* [What to produce]: Write out the lines below again, starting at the line that contains "of the tattoo" and ending at the line that contains "pixel 32 176", with "drill" swapped for "exercise" and all else unchanged.

+ + + + + + +

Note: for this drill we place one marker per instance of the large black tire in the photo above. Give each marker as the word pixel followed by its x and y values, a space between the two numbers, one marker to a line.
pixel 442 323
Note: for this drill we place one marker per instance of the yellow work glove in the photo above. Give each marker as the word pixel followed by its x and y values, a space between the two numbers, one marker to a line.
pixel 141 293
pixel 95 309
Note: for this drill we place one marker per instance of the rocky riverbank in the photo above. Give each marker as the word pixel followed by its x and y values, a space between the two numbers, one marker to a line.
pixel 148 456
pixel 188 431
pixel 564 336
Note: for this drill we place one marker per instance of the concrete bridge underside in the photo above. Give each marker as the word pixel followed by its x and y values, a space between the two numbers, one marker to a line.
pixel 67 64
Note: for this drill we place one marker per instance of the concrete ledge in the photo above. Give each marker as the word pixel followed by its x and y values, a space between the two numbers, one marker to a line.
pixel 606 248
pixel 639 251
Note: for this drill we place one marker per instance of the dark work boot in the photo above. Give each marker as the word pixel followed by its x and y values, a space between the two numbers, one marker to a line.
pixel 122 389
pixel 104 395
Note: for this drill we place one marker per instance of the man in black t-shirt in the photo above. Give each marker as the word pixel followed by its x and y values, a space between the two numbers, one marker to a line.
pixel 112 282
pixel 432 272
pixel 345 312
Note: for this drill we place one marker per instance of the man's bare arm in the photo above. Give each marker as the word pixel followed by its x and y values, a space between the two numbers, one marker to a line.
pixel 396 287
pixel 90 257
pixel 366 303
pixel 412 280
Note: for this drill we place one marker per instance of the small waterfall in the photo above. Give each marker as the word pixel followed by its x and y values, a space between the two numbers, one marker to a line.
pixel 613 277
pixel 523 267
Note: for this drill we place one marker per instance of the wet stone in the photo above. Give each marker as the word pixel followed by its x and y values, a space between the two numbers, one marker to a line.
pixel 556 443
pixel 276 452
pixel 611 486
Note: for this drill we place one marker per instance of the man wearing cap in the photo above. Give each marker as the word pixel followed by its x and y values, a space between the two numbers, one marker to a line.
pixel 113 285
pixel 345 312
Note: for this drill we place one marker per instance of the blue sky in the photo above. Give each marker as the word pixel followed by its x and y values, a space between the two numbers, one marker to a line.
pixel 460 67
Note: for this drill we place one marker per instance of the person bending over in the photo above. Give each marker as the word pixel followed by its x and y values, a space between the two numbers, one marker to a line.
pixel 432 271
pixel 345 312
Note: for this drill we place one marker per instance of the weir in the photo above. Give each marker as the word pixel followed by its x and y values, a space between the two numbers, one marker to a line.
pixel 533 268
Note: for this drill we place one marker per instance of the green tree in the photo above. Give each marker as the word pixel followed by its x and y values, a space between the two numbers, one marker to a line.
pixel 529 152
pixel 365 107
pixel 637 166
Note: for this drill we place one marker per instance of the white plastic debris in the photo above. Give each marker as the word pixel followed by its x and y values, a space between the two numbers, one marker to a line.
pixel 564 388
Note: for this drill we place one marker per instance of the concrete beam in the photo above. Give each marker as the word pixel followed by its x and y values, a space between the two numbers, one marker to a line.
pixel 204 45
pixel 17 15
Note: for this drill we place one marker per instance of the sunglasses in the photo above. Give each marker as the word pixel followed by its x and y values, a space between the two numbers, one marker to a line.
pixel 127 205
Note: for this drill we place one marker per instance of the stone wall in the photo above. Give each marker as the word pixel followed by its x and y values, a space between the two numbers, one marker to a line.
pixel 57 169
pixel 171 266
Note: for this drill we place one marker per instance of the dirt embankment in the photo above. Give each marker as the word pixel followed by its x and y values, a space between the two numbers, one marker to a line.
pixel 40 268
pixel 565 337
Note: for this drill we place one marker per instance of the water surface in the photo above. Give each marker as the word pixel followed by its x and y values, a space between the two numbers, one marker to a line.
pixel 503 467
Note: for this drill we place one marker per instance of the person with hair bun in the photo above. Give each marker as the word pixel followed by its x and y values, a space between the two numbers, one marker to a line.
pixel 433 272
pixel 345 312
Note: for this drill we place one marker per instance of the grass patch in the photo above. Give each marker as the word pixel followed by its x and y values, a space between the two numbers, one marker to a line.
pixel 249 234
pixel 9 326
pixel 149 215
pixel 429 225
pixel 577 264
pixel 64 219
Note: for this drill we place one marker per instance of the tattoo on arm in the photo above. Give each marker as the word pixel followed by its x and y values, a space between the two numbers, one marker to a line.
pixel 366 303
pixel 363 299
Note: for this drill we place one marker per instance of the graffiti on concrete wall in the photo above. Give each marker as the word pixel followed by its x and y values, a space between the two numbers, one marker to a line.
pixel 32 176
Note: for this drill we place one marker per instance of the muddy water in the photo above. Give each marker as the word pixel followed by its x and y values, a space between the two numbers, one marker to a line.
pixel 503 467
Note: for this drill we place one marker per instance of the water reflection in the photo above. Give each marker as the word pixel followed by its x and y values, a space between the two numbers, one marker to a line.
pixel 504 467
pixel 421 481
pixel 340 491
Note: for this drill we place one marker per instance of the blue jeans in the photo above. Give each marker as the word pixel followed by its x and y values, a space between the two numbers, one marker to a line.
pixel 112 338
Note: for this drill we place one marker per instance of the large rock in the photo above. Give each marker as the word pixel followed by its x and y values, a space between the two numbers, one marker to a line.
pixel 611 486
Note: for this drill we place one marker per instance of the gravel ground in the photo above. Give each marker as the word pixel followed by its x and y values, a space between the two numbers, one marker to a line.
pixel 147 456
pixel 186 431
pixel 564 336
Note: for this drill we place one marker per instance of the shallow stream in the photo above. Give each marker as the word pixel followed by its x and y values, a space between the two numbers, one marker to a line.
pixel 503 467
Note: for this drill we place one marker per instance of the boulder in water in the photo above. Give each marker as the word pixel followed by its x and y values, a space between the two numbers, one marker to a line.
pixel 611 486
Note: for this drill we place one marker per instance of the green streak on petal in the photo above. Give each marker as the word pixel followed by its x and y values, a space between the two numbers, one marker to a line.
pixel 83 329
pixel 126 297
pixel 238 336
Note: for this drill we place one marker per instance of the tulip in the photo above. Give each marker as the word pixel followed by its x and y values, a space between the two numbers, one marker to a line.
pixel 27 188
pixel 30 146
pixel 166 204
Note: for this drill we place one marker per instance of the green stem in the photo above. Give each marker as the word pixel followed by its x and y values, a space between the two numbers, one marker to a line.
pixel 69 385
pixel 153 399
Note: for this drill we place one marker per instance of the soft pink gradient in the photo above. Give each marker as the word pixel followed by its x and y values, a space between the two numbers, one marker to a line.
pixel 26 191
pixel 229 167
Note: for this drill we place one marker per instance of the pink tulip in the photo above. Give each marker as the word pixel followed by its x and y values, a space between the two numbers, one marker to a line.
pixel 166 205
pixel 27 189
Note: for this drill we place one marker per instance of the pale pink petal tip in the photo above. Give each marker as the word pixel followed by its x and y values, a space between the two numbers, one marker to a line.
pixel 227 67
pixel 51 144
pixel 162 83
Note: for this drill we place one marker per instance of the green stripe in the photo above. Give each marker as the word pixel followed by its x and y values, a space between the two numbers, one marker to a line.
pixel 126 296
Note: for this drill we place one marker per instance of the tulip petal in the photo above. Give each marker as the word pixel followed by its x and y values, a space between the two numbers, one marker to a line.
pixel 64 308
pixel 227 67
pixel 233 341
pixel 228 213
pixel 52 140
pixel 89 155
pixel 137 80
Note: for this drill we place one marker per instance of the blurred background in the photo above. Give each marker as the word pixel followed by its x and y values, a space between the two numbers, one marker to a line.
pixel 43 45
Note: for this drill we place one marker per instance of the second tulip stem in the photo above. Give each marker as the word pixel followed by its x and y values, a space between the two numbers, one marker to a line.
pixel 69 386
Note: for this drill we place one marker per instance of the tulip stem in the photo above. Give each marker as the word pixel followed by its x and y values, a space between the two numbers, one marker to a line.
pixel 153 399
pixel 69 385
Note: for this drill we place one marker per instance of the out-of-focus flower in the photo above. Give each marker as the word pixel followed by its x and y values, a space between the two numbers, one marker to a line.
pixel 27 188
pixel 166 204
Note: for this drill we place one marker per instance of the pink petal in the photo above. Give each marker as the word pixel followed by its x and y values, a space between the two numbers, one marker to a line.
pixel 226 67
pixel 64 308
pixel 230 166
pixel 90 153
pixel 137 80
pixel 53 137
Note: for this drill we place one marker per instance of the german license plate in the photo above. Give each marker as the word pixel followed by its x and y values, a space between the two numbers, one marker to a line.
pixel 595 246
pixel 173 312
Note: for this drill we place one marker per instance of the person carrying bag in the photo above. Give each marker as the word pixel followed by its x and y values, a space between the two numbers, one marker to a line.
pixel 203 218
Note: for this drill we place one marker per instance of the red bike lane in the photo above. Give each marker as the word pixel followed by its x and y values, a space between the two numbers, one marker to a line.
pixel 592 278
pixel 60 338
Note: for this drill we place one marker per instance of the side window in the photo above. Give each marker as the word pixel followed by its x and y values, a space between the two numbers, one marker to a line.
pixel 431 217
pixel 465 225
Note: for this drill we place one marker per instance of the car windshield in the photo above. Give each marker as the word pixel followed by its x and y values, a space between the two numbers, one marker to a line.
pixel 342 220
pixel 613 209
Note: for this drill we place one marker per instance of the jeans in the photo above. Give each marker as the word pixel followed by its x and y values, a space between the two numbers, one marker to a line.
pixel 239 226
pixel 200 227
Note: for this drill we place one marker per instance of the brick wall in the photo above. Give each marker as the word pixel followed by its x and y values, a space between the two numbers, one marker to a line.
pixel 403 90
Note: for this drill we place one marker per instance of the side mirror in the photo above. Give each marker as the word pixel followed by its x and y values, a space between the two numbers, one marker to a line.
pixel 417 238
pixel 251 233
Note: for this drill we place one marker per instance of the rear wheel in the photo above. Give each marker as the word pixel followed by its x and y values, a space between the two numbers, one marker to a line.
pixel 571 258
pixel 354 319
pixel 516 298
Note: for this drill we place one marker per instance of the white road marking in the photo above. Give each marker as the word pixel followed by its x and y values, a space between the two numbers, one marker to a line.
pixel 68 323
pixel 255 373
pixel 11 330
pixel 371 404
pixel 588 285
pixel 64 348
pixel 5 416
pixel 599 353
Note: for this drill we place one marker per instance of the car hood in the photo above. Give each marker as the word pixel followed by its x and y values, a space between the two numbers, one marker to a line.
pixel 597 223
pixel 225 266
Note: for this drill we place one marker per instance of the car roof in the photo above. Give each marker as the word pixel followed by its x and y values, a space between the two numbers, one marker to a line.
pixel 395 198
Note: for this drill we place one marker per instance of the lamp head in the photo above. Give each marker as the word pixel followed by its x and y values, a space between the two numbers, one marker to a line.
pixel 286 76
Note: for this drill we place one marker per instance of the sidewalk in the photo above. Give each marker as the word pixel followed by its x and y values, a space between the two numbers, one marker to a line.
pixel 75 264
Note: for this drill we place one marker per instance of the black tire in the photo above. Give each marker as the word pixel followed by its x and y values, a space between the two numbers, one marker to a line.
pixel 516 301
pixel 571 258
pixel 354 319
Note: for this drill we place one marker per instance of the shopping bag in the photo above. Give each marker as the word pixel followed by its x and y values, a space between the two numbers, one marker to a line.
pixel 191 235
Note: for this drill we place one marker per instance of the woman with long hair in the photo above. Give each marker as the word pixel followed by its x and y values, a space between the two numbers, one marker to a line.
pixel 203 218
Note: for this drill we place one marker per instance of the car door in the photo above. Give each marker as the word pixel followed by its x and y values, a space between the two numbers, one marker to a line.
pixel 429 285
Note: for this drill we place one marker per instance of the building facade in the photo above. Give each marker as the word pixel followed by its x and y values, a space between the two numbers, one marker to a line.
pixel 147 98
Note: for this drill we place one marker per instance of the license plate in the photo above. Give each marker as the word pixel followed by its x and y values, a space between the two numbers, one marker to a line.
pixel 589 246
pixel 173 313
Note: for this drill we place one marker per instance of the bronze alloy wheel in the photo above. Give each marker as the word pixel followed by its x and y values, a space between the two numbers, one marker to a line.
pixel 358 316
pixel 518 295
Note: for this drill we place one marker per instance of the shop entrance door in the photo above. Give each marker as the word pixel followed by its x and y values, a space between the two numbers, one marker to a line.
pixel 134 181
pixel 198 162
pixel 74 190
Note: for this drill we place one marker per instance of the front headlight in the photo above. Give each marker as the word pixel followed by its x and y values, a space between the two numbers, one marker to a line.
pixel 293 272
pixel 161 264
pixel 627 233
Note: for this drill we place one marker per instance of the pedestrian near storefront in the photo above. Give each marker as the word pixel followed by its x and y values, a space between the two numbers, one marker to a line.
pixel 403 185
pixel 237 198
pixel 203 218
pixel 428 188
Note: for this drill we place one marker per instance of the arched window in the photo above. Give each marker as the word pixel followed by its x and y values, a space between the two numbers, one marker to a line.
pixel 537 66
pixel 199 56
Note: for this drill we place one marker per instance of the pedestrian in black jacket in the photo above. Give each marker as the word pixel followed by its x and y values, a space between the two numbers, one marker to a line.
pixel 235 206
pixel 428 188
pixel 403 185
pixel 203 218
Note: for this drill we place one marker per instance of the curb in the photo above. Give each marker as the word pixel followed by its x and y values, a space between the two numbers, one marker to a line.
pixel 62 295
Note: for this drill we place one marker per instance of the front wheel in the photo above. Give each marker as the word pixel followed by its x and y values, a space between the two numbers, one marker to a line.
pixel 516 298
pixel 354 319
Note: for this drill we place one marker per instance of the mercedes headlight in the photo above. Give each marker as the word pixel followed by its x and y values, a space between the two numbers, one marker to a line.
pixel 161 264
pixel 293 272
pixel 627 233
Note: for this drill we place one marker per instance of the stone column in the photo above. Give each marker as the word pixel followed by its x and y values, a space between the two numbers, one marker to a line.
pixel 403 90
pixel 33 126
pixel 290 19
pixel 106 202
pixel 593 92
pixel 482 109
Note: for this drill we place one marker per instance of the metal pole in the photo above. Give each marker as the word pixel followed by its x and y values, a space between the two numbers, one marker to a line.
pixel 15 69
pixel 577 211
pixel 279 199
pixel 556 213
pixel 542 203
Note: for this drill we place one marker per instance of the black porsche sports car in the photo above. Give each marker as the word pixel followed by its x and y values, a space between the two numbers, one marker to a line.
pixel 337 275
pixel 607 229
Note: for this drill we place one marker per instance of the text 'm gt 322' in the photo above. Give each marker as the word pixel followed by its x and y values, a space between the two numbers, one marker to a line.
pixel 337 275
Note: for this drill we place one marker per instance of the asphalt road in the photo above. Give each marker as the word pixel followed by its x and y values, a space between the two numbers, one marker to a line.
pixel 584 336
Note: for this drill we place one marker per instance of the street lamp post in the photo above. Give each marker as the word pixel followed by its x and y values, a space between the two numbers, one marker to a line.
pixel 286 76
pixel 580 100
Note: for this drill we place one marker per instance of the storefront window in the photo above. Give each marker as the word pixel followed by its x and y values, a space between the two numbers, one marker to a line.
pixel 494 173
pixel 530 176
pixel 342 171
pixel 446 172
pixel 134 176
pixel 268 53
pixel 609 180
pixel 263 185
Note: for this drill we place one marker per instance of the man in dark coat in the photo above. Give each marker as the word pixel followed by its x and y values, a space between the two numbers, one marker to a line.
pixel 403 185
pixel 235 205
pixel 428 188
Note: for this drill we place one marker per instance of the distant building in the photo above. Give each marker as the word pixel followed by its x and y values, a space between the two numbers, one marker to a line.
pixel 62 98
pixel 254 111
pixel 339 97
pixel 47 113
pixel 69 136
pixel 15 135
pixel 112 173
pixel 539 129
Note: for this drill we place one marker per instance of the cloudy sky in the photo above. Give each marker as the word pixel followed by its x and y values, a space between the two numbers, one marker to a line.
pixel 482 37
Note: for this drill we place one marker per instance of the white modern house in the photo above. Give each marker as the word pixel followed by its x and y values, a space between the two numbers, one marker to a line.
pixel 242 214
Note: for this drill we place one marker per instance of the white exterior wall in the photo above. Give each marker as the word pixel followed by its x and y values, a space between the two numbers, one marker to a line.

+ + + + + + +

* [Task response]:
Note: for this exercise we place one marker per instance of the tattoo on arm in the photo above. Give each marker as the word pixel followed by its x and y values, a space between the two numbers, one marker to a line.
pixel 366 303
pixel 363 299
Note: for this exercise we place one marker per instance of the graffiti on concrete wall in the photo above. Give each marker as the word pixel followed by its x and y values, a space between the two numbers, one marker to a line.
pixel 32 176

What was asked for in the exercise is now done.